--- Text excerpt ---

Why We Shouldn’t Reject Rejection Sampling
Rejection Sampling is a slightly different method for solving problem 2, i.e. approximating $\int f(x) p(x) dx$. All the assumptions from importance sampling still persist but we also require knowledge of some constant $c$ such that for all $x$ over the support of $q$, we have:
\[c \widetilde{q\hspace{0.15em}}(x) > \widetilde{p\hspace{0.1em}}(x)\]This essentially produces a probabilistic bounding box around $\widetilde{p\hspace{0.1em}}$. From here, we sample a point $x \sim q$ and then a point $u \sim Uniform[0, c\widetilde{q\hspace{0.15em}}(x)]$. Then, we compare $u$ with $\widetilde{p\hspace{0.1em}}(x)$, if $u > \widetilde{p\hspace{0.1em}}(x)$, then we reject that sample, otherwise we accept it.

--- Raw data ---

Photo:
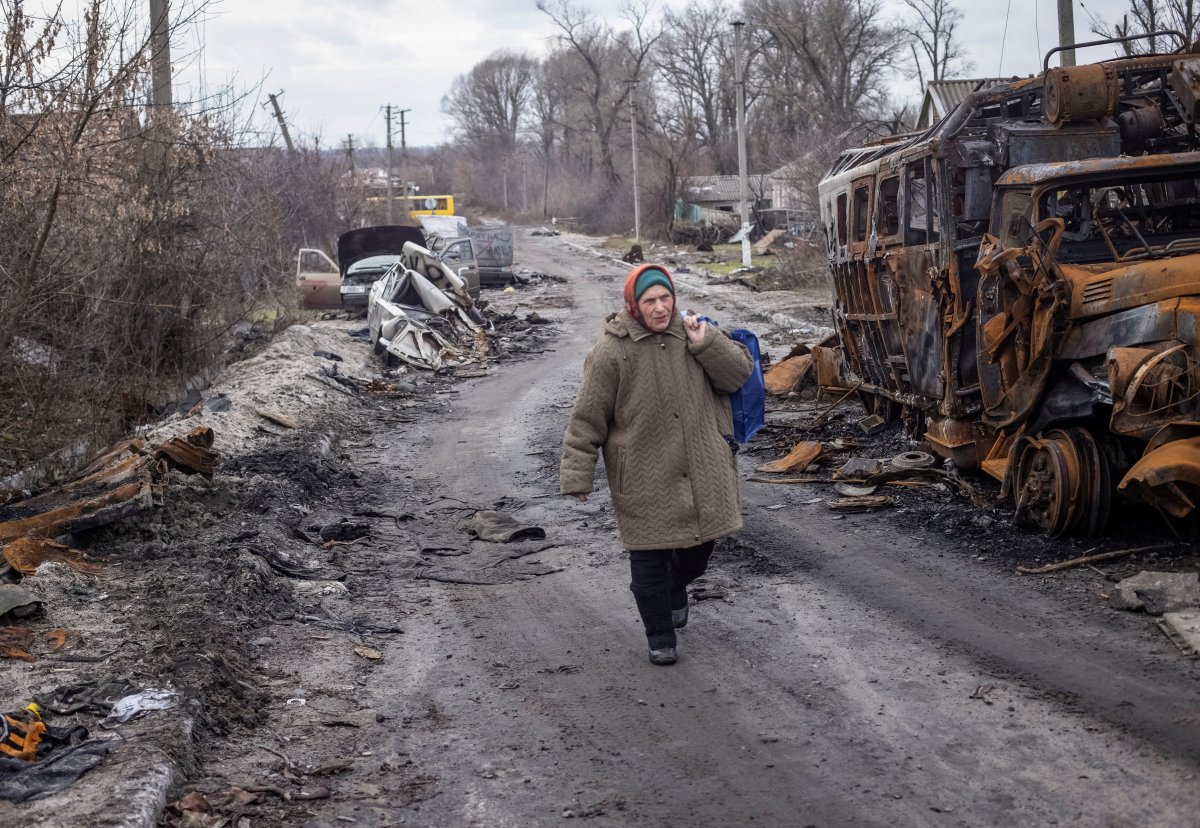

---

=== Task list ===
**1.** In the rejection sampling text, under what condition is a sample rejected?
**2.** List, in order, the steps of the sampling procedure that the rejection sampling text describes.
**3.** Extend the rejection sampling text from the point where it stops.

=== Exercise results ===
**1.** A sample is rejected when u is greater than p̃(x).

**2.**
1. Sample a point x from q.
2. Sample a point u from Uniform[0, c·q̃(x)].
3. Compare u with p̃(x).
4. Reject the sample if u > p̃(x); otherwise accept it.

**3.**
We can interpret this procedure as first uniformly selecting a point under the curve $c \widetilde{q\hspace{0.15em}}$. Then, keeping that point only if it falls under the curve $\widetilde{p\hspace{0.1em}}$. So our accepted samples are distributed proportionally to $\widetilde{p\hspace{0.1em}}$, i.e. they are distributed according to $p$. Then, we can use a simple Monte Carlo estimator to estimate:
\[\mathbb{E}_{x \sim p} [f(x)] \approx \frac{1}{N} \sum_{i=1}^{M} f(x_i)\]Where we have $M$ accepted points ${x_i}_{i=1}^M$. In our case, we just want the vanilla expected value, so we have:
\[\mathbb{E}_{x \sim p} [x] \approx \frac{1}{N} \sum_{i=1}^{M} x_i\]Let’s see how this compares to Importance Sampling for our previous 2 example $p$’s.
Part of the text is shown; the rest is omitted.